**Objective**
Reproduce verbatim the part of the rows below that opens with the line containing "Field-scouting request: tag every instance of the bird's black" and closes with the last line of the rows, with both of those lines included.

◇ ◇ ◇ ◇

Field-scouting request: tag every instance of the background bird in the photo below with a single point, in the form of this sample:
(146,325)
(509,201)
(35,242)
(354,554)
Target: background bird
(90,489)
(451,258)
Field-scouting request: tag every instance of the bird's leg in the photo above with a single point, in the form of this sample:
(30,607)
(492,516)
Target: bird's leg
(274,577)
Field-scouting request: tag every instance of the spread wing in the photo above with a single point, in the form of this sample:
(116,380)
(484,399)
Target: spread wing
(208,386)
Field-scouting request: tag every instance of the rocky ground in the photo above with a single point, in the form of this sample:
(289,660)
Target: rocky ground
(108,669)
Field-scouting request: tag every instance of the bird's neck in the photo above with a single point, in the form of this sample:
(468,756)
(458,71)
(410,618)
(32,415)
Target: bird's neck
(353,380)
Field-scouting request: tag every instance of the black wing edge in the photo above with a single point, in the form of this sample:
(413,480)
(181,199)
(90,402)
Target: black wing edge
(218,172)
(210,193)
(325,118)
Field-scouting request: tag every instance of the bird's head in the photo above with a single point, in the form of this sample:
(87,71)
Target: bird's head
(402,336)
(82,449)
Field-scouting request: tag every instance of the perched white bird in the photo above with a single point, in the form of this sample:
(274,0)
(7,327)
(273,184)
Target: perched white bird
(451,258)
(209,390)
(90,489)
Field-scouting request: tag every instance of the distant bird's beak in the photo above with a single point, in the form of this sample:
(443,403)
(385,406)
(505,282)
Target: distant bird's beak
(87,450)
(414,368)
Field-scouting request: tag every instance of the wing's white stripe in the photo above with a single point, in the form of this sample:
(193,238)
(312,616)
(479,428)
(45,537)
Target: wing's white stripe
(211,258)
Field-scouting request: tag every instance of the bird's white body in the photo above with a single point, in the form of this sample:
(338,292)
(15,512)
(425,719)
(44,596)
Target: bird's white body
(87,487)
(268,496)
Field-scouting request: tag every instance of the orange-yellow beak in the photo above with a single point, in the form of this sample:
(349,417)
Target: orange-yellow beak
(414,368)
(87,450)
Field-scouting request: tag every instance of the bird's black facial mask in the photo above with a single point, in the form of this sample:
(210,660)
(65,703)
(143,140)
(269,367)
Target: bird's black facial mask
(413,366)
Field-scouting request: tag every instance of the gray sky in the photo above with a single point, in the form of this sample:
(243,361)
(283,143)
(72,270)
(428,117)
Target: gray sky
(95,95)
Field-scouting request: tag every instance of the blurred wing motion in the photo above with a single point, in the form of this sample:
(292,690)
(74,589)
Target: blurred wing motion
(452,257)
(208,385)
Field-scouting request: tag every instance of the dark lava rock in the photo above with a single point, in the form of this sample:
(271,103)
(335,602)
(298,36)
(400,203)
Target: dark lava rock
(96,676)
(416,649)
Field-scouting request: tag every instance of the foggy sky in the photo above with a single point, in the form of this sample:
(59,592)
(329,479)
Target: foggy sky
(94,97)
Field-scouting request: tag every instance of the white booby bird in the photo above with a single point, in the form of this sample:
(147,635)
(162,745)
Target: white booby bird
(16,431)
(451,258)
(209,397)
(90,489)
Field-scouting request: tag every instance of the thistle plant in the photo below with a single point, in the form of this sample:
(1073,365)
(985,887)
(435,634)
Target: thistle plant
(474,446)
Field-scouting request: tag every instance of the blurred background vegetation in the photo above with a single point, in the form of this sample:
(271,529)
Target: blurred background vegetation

◇ ◇ ◇ ◇

**Written answer**
Field-scouting request: tag every instance of the bird's black facial mask in the photo above with a single point, in the form of this sample:
(210,660)
(65,703)
(143,140)
(269,367)
Target: bird's black facial mask
(413,366)
Field-scouting request: tag every instance of the gray sky in the photo above with a single point, in the form of this sample:
(243,361)
(283,143)
(72,270)
(428,117)
Target: gray sky
(95,95)
Field-scouting request: tag every instance of the blurred wing motion in the photo above with a single point, in the form of this sample:
(292,690)
(74,589)
Target: blurred wing motion
(452,257)
(208,385)
Field-scouting request: tag every instance of the dark lava rock in the photo above with a single point, in the form of this sample:
(271,103)
(335,602)
(298,36)
(400,203)
Target: dark lava rock
(96,676)
(416,649)
Field-scouting request: tag every instance of the foggy sky in the photo above with a single point, in the form of this sample:
(59,592)
(329,479)
Target: foggy sky
(94,97)
Field-scouting request: tag every instance of the white booby bird in the photo above with a single point, in the form of this sample:
(147,635)
(162,745)
Target: white booby bird
(16,431)
(451,258)
(209,397)
(90,489)
Field-scouting request: tag every instance of the thistle plant in the photo below with a single point, in the form of this sample:
(1073,365)
(985,887)
(435,634)
Target: thistle plant
(474,446)
Field-scouting request: tag every instance of the blurred background vegetation in the photo above with a single point, in the form of this sample:
(271,529)
Target: blurred background vegetation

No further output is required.